= DIRECTIVE =
List every line in the entries below that contains the word "church", copying each of those lines in full.

= RECORDED DATA =

* Start *

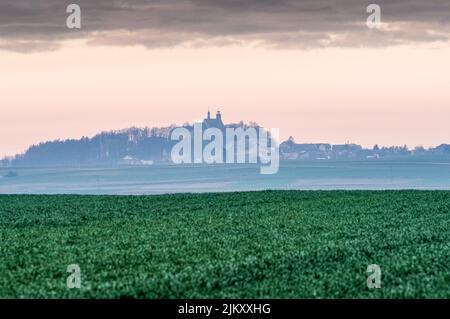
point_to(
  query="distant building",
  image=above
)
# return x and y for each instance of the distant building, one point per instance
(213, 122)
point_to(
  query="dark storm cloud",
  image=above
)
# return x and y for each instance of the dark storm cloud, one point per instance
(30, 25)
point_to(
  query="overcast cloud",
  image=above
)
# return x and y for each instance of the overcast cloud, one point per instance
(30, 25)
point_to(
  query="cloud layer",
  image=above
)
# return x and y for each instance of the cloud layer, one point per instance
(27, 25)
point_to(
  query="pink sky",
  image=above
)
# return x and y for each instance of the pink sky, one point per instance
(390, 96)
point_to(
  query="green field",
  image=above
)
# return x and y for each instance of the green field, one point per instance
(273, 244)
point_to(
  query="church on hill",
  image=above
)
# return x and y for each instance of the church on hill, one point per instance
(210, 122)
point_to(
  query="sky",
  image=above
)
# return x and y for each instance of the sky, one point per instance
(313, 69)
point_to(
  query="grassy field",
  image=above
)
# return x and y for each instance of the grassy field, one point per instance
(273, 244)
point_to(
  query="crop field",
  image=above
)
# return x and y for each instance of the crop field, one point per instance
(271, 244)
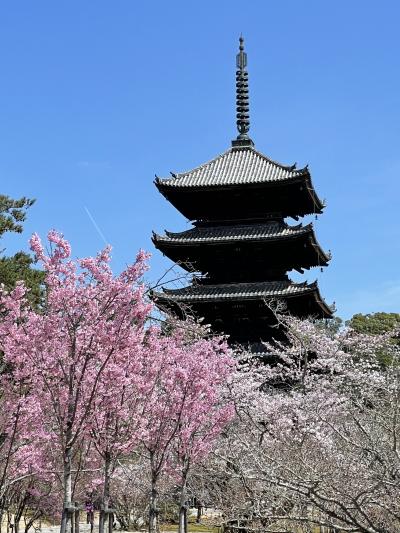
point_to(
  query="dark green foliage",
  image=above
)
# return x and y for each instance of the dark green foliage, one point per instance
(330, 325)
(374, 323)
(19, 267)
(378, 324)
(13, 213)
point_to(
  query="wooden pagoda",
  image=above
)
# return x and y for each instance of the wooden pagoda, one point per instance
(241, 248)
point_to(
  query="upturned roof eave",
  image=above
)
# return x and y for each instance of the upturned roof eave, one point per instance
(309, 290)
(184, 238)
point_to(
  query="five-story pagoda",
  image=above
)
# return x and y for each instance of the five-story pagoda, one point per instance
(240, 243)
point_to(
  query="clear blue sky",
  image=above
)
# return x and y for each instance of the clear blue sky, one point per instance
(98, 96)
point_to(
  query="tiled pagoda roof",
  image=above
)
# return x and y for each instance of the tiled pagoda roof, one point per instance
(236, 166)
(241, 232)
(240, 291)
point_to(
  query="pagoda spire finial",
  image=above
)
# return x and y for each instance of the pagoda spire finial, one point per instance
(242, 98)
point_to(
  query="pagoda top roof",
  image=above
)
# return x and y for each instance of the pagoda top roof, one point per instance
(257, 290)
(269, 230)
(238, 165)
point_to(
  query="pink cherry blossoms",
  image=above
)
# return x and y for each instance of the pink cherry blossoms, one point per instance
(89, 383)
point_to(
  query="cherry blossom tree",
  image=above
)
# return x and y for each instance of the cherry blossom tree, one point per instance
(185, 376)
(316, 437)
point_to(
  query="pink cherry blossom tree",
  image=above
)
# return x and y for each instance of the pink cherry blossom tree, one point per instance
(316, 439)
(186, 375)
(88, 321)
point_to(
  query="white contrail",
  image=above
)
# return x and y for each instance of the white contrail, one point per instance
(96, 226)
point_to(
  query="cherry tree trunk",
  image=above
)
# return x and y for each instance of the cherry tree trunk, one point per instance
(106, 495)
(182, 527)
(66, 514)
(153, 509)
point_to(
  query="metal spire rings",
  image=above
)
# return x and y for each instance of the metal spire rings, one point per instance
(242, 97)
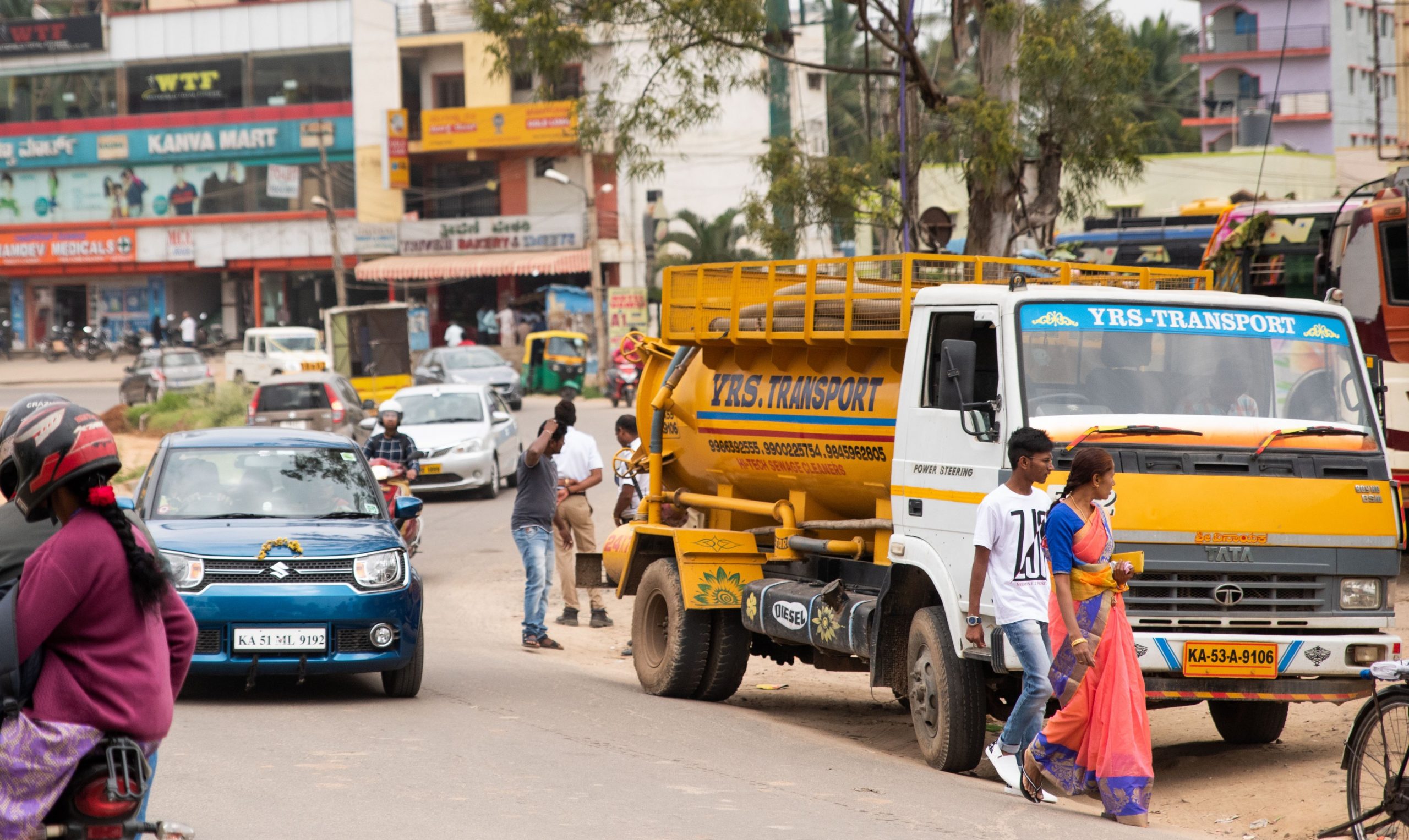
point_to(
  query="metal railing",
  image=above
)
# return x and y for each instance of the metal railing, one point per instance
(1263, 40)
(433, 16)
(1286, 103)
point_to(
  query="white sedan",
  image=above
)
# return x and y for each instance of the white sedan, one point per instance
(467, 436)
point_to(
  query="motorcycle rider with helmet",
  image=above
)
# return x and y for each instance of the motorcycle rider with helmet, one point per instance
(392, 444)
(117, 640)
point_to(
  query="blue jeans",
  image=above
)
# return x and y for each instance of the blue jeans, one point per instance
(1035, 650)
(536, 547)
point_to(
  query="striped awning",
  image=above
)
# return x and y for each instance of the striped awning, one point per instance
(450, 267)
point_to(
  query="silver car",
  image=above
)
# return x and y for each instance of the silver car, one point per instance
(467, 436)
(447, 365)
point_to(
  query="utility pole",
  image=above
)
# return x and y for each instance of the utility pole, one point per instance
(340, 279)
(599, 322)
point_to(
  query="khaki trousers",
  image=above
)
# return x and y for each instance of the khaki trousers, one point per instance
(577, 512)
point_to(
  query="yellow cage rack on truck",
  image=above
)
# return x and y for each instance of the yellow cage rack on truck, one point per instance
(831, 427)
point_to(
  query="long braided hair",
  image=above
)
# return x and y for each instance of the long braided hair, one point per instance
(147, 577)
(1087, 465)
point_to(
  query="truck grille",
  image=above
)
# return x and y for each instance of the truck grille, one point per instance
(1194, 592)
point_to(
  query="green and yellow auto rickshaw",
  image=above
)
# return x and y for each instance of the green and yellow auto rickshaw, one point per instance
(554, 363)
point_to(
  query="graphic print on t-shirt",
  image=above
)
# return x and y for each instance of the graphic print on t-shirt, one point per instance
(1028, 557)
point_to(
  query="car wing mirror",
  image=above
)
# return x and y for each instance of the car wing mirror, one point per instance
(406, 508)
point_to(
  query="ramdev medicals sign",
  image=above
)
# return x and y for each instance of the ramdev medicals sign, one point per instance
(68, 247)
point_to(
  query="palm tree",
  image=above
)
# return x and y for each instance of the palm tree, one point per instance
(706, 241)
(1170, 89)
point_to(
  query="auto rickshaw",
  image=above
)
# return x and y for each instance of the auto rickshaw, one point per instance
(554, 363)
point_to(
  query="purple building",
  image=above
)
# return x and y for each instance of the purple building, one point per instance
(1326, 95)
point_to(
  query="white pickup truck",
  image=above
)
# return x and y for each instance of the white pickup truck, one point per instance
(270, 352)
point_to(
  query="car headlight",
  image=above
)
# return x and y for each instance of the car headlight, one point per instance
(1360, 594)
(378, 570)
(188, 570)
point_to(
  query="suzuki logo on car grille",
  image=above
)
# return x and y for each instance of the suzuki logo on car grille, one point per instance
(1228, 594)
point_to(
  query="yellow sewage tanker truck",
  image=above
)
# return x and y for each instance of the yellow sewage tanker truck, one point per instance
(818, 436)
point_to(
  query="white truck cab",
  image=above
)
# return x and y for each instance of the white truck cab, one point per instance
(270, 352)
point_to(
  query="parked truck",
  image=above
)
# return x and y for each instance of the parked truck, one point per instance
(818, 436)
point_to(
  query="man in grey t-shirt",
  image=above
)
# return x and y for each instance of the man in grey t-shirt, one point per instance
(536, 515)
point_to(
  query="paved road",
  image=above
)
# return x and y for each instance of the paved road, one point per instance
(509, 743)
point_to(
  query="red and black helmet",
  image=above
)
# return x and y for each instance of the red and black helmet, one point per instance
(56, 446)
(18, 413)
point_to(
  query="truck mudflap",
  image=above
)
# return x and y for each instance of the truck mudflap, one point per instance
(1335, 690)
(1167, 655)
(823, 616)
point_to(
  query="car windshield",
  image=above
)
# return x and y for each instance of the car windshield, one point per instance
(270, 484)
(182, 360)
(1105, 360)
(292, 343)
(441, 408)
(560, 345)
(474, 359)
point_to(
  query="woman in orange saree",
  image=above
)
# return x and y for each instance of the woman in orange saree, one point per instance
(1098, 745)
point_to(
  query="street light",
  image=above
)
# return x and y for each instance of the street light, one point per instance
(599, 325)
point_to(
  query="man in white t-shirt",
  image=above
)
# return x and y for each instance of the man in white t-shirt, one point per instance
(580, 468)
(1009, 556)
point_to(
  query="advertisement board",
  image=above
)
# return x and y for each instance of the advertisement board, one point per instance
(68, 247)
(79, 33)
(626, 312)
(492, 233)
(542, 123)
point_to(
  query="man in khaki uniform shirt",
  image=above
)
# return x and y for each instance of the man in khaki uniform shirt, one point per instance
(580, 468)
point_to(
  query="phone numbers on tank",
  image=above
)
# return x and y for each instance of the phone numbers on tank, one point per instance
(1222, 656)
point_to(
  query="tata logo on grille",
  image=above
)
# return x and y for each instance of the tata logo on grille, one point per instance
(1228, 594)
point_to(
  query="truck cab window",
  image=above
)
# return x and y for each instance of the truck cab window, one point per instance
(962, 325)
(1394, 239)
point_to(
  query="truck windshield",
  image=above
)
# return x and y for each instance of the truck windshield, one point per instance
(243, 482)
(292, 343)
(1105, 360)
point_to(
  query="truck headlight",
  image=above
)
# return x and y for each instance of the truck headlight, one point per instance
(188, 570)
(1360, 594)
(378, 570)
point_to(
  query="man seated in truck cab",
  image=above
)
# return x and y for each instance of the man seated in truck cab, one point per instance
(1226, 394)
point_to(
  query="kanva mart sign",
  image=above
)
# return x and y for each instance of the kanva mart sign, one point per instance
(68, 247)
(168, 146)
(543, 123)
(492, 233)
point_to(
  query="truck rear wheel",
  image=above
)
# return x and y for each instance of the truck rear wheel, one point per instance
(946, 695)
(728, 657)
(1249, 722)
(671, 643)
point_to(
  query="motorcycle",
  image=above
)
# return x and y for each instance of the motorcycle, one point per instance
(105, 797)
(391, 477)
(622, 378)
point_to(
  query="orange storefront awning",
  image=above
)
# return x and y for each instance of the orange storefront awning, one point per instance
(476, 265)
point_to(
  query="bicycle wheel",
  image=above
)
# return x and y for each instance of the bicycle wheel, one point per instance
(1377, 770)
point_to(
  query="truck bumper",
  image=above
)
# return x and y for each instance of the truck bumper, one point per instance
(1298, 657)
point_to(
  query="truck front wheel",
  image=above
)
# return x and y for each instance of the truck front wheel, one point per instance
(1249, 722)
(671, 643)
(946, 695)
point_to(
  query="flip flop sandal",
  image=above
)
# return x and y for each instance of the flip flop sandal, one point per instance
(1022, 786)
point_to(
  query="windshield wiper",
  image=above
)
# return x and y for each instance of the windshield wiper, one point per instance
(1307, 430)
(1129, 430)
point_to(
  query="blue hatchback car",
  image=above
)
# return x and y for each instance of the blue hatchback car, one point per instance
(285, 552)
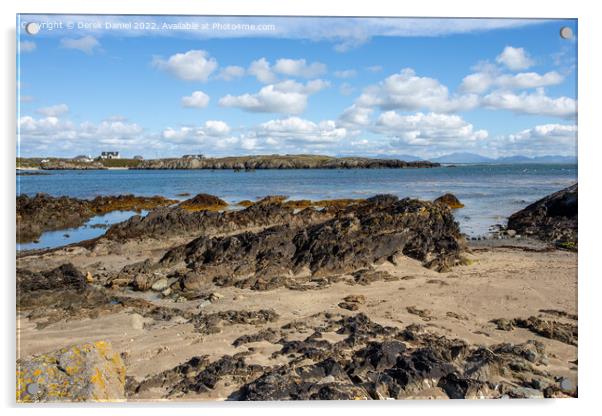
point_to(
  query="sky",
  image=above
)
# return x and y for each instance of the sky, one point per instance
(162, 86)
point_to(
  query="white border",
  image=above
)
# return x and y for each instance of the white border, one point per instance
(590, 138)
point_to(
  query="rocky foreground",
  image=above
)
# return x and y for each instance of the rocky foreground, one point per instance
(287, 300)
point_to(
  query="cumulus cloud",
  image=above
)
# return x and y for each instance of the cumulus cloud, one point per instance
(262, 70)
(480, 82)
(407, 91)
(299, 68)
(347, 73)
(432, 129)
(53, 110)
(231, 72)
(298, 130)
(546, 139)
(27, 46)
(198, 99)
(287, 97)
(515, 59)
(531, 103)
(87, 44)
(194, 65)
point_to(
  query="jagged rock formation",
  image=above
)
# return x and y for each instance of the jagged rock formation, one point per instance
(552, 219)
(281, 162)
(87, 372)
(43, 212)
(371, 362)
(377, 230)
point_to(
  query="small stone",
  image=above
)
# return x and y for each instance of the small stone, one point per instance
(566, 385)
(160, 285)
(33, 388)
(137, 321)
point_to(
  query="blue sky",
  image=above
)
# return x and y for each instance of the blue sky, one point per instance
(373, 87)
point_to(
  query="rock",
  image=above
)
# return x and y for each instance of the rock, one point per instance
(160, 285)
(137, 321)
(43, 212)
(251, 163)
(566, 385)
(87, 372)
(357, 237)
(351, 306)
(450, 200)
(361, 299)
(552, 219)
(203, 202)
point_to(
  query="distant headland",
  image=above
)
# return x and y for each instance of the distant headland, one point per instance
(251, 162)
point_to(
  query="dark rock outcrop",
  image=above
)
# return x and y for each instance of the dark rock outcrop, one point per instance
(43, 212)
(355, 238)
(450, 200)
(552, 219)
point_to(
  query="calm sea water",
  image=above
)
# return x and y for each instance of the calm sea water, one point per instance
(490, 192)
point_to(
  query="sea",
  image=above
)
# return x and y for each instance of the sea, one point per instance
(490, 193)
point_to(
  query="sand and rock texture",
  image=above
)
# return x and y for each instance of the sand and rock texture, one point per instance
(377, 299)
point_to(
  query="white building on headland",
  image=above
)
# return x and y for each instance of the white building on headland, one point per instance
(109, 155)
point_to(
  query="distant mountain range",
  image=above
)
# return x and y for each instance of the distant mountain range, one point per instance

* End *

= SOLUTION TO THE PROBLEM =
  query="church on hill",
# return x and y for each instance of the church on hill, one point per instance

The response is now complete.